# PROBLEM TO SOLVE:
Return the part of the blog post about a worker's life starting at "Over my working" and ending at "around the world.", copied word for word.

# SELECTED EXTRACT:
..........

Monday, 31 March 2008
this workers life
This (workers) life
It seems beggars can’t be choosy.
Over my working years I have had many and varied jobs. I always kept the wolf from the door by doing what was necessary and sometimes found an ideal job. Good pay good company and something to flex the brain a little.
But as I grow older and with no qualifications except life experience I am no longer in demand. I tried to get qualified in my early twenties, but those life experiences called and I hitchhiked around the world.
In this modern age when everything is instant and accessible my life experiences amount to very little.
So I found myself gaining a CV as long as your arm. Farm work came and went. Archaeological digs sustained me for 5 years. Being a lollypop lady helped out with the kids at school, and night work helping print the newspaper gave me the experience of big bags under my eyes.
Working in a hospital gave me the unforgettable experience of seeing open heart surgery, and more gall stones than a gravel path.
But nothing could prepare me for my latest job at the meatworks
There was a big palaver at the beginning. Q fever injections followed 2 days induction where we learnt about the herding of cattle, and the intricacies of offal.
The grand tour opened our eyes to the wholesale world of killing and cutting up.
Once pleasant animals with doughy eyes chewing their way through grass are miraculously transformed into a plethora of different bits.
Some of those bits end up in Japan, others in Canada, all proudly displaying an Australian sticker.
We were assigned our different areas on completion of induction. Whether Human Resources matched the applicant to the job I couldn’t be sure, but I was in the boning room, others more unfortunate by my estimation went to the killing floor, or the offal room.

..........

# INFORMATION GIVEN:
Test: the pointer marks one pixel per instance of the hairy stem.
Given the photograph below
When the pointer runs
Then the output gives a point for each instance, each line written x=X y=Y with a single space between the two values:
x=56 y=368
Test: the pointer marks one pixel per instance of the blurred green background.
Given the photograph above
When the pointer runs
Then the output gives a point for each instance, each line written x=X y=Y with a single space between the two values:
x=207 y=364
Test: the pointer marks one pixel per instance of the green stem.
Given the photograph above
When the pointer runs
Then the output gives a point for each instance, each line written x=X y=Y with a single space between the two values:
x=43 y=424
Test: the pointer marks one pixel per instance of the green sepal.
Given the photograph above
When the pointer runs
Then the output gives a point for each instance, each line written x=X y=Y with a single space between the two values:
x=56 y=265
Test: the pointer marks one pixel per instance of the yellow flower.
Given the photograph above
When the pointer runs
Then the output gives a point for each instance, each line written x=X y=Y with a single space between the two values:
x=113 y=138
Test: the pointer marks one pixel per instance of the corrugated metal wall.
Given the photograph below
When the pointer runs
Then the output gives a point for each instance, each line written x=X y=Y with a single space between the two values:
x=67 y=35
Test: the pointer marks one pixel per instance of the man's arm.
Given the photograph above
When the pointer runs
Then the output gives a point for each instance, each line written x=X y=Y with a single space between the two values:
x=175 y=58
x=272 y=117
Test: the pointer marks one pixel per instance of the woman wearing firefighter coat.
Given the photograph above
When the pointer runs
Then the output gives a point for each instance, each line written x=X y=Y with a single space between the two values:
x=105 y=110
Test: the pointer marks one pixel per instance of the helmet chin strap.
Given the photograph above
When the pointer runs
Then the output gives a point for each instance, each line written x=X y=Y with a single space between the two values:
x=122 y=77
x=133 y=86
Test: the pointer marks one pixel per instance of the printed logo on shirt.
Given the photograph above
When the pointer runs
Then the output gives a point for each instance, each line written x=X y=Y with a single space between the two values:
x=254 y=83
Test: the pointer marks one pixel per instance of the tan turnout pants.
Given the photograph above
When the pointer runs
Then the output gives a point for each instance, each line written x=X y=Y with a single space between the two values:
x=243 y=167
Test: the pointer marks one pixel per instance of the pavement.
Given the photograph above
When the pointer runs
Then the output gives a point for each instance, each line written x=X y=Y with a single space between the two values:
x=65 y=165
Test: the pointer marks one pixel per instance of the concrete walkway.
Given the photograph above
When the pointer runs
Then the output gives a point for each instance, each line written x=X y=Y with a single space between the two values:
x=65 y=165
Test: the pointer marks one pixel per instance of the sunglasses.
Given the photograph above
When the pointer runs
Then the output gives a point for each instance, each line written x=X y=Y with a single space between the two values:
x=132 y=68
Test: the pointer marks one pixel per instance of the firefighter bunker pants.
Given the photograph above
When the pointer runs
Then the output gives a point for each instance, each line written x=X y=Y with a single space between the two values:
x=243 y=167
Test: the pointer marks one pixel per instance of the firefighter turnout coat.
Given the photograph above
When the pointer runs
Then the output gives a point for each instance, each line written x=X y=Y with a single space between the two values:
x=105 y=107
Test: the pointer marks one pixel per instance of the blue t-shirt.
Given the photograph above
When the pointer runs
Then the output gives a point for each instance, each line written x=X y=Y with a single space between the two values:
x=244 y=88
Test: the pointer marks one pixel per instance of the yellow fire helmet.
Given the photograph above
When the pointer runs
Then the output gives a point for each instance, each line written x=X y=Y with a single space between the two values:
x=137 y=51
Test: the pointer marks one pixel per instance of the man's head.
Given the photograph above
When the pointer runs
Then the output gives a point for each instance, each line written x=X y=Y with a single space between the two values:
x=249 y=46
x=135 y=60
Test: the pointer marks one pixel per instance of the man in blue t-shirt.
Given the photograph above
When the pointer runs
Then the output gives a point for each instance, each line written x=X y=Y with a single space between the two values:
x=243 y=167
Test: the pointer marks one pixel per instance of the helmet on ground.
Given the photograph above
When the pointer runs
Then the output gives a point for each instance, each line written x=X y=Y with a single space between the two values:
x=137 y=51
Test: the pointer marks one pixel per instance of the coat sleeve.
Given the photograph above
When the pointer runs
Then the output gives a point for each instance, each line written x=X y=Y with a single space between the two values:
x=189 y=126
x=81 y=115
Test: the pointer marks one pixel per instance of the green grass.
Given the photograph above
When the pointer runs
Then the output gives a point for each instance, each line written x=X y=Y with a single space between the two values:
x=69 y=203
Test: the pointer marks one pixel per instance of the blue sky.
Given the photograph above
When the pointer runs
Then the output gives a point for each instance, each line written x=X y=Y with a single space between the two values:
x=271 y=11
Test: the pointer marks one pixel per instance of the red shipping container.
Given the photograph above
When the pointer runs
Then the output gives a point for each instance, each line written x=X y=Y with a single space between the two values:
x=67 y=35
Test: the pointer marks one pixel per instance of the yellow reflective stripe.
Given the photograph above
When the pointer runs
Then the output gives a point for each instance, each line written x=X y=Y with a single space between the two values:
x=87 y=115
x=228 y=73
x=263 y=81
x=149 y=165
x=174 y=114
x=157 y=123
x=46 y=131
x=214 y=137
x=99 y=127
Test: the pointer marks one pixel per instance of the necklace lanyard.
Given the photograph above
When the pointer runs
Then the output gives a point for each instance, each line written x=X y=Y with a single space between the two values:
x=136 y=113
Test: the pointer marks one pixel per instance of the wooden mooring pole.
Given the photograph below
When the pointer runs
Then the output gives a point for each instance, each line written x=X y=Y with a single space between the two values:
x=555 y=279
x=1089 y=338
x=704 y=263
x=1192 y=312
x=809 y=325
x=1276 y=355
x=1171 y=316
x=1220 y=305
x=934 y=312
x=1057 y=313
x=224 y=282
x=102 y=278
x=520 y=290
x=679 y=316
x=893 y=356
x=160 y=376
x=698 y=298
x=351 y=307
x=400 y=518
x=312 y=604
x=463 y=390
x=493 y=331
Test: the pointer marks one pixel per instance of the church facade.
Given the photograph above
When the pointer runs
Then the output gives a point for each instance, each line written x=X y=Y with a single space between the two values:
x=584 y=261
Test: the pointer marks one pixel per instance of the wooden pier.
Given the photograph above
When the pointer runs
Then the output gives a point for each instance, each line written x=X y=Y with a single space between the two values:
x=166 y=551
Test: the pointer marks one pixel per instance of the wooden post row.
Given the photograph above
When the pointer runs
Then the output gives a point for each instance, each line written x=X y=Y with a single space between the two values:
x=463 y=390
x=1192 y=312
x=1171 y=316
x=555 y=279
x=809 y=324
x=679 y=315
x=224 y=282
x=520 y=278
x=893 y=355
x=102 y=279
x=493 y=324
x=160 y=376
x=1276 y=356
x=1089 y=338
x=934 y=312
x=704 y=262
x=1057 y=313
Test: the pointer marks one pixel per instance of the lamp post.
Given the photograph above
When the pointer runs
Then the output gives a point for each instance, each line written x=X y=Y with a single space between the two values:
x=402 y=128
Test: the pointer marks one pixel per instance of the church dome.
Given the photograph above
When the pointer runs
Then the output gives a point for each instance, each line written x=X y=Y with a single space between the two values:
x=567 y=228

..........

# RESULT OF THIS TASK:
Over my working years I have had many and varied jobs. I always kept the wolf from the door by doing what was necessary and sometimes found an ideal job. Good pay good company and something to flex the brain a little.
But as I grow older and with no qualifications except life experience I am no longer in demand. I tried to get qualified in my early twenties, but those life experiences called and I hitchhiked around the world.